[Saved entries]
════════

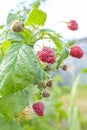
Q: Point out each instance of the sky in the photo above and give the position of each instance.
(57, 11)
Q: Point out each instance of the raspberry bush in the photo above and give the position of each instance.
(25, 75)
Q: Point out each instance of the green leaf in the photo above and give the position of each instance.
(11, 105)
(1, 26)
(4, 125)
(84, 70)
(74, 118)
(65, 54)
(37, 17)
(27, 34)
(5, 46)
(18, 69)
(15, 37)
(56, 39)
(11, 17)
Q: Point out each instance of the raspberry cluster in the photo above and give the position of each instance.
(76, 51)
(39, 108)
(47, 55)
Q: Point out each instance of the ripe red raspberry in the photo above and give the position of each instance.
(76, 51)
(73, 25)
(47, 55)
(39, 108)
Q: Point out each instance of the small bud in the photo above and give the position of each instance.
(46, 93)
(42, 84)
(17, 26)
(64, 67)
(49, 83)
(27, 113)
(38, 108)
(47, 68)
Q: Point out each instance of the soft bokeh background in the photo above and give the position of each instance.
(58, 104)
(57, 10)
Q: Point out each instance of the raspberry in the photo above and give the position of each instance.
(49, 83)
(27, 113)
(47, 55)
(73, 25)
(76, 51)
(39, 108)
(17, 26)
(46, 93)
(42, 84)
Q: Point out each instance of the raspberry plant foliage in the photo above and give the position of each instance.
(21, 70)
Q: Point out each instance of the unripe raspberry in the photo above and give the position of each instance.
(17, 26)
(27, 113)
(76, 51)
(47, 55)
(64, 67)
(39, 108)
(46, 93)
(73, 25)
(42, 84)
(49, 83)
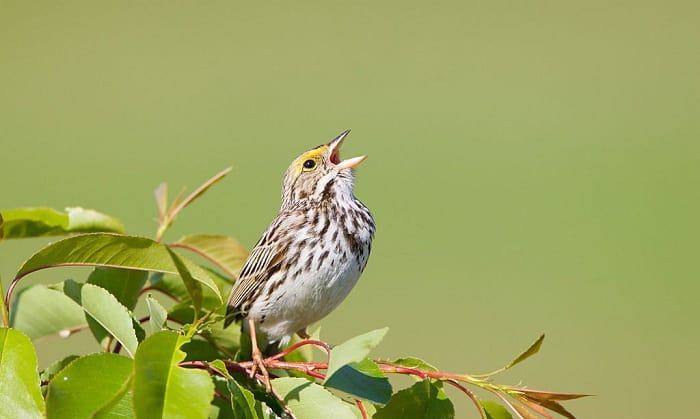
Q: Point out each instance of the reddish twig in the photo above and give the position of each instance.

════════

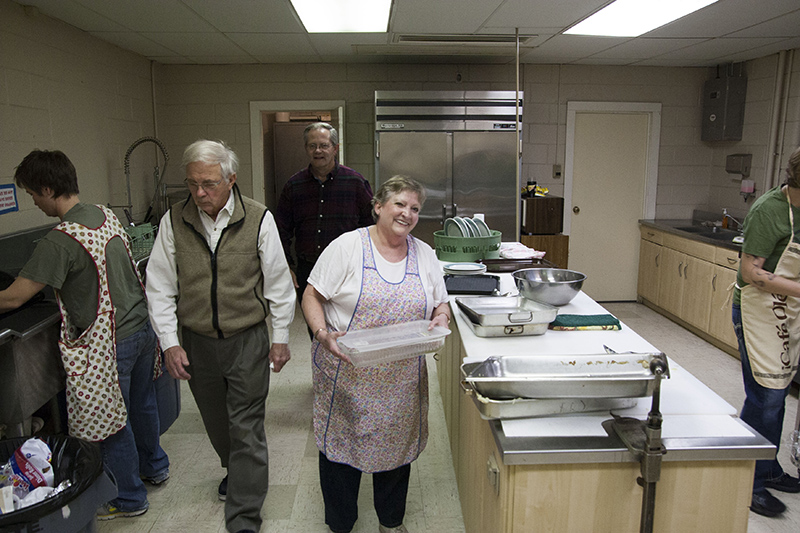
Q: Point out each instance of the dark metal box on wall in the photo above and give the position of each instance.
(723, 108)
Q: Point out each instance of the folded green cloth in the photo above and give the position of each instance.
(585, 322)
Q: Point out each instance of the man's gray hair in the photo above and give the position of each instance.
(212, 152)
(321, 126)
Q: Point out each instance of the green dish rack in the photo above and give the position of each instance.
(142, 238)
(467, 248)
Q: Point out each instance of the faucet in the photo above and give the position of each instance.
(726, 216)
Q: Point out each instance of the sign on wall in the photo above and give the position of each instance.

════════

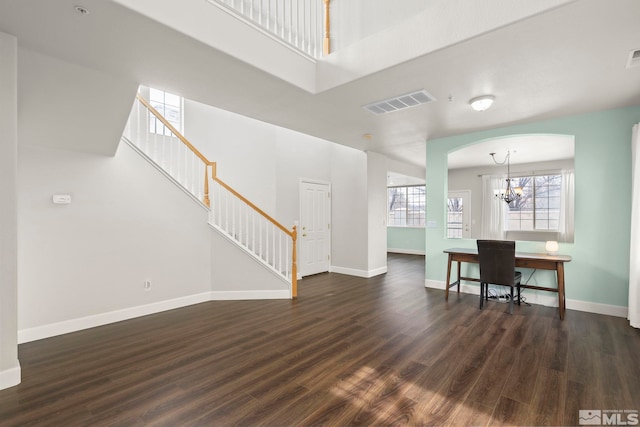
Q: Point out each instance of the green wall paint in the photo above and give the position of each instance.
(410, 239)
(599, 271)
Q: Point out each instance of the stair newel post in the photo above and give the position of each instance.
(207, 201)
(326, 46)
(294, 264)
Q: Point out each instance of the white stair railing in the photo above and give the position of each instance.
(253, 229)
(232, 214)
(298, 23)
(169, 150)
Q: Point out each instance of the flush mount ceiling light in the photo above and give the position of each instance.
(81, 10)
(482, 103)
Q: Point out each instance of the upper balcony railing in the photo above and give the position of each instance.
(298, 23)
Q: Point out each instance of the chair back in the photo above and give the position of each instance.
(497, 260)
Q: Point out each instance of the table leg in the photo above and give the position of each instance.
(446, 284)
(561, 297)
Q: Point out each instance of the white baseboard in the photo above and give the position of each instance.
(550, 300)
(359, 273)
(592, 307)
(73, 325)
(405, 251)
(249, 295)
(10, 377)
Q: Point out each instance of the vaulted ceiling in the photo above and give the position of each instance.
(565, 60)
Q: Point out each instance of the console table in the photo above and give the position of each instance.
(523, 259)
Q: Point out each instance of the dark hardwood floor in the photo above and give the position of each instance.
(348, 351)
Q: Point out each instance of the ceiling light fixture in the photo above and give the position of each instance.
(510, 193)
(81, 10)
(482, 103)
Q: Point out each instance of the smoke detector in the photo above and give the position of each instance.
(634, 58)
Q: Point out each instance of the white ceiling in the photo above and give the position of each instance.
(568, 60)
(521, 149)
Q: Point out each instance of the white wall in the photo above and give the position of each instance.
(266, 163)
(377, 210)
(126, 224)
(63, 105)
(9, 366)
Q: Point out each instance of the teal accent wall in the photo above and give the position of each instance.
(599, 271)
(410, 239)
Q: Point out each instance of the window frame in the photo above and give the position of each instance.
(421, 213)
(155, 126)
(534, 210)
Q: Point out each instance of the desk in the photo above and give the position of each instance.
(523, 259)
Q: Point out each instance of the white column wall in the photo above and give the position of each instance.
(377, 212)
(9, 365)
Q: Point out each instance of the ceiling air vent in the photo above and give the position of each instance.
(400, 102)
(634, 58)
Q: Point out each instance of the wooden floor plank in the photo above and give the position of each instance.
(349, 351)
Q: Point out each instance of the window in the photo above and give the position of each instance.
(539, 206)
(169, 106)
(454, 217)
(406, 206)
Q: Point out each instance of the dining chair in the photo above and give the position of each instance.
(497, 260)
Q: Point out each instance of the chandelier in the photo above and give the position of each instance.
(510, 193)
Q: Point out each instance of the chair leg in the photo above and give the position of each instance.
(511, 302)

════════

◆ **What you have to do**: Extract every line of the listing above that contains the string "ceiling". Matching is case-sensitive.

◆ **Solution for this problem**:
Q: Point out each instance of the flush mount ceiling light in the photo above and give the position of each instance.
Q: Point out each instance of the vaulted ceiling in the photo above and give the position of each instance.
Q: Point out each instance of the ceiling light fixture in the photo above and give the position of each instance.
Q: Point out each instance of the white ceiling in the photo above and give the position of each instance.
Q: Point out each instance of the ceiling air vent in the photo above and give the position of each instance.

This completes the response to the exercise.